Work task → Only one stretch of the records below should be repeated. It starts with the line containing "Could you please tag every instance of the banner" and goes on through the line containing "Could you please tag every instance of the tree", exactly as written.

════════

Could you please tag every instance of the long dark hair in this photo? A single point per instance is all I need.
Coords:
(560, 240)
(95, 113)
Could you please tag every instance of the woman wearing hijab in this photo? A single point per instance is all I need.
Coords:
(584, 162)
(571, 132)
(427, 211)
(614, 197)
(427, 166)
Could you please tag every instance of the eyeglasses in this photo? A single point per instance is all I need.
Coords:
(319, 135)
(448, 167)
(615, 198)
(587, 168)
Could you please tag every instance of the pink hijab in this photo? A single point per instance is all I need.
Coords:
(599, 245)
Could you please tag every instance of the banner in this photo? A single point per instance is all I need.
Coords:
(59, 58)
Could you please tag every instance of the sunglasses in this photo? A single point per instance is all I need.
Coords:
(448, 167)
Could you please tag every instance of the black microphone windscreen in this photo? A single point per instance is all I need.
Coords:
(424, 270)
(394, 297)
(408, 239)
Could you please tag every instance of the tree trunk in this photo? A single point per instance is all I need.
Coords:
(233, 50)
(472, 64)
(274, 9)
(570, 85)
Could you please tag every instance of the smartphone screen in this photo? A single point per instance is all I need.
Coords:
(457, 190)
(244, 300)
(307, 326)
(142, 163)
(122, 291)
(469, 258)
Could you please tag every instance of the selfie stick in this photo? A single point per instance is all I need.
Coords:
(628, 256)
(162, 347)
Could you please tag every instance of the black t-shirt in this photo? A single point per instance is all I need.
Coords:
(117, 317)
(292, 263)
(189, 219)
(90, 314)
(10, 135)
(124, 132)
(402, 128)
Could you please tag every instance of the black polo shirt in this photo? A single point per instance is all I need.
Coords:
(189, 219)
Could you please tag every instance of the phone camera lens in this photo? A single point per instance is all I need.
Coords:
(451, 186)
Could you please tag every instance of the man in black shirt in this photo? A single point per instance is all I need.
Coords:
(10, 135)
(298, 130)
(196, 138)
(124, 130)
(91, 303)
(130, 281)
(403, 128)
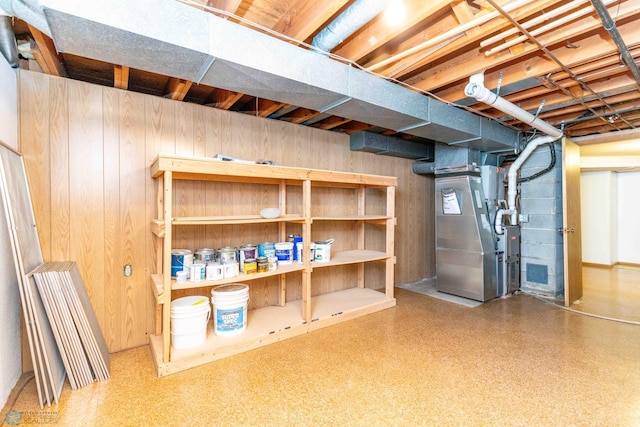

════════

Expected answer →
Could you please tag every instance of the banner in this photo? A single point per instance is all I need.
Coords:
(59, 58)
Could you please tag every instance of the sunglasses in this photo? A single point per instance is all I need.
Coords:
(448, 167)
Could you please tag every instance of the black microphone windscreen in this photo? A single point per instance is all I need.
Coords:
(424, 270)
(394, 297)
(408, 239)
Could you please tag every instance of the tree trunk in this photo? A single point per instance is all I need.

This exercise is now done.